— Exercise —
Only the lines that contain the string "pocket" belong in the answer; pull them from the records.
----------------------------------------
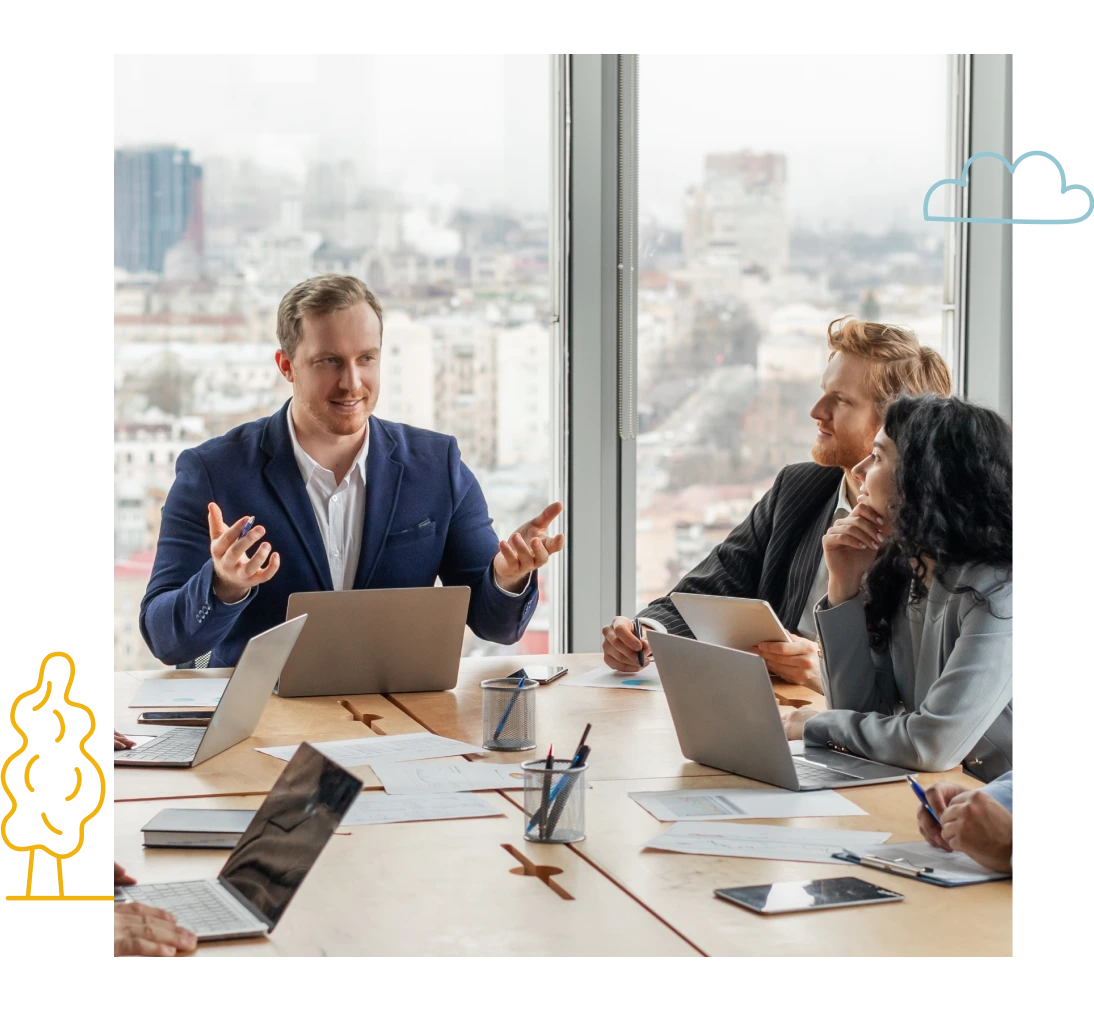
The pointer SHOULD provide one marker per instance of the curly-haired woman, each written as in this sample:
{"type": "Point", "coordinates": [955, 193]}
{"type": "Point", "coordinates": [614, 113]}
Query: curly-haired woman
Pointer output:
----------------------------------------
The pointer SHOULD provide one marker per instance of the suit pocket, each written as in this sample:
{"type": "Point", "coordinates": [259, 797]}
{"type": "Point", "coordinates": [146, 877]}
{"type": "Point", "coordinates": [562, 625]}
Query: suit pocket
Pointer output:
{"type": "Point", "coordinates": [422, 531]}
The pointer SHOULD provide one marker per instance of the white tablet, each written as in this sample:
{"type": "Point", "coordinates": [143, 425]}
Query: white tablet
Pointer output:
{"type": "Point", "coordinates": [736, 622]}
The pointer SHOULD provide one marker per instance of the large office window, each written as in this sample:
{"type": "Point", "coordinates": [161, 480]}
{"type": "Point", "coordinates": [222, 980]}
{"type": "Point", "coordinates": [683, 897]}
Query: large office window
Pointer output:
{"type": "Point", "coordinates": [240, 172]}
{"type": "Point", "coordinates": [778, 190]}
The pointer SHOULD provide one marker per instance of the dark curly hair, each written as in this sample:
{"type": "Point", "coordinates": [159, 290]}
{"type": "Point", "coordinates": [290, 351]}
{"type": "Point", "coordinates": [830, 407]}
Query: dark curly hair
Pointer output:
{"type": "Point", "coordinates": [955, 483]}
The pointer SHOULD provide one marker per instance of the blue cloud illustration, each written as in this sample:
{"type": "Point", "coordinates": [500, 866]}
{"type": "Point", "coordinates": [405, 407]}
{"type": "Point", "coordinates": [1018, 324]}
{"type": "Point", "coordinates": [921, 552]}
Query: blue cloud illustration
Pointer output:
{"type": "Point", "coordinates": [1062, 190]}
----------------------------------------
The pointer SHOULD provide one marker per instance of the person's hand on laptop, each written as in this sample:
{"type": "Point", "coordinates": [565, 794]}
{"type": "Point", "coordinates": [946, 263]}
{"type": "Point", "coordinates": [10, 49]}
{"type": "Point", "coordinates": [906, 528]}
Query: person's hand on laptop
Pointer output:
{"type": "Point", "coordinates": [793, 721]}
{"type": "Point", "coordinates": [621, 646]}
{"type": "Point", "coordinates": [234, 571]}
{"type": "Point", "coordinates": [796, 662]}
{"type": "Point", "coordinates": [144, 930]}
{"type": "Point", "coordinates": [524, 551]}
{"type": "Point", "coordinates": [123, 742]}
----------------------------------------
— Response to this task —
The pointer SHOULD provide one marker per instance of the suit pocket, each written as in this sample:
Query: suit pocket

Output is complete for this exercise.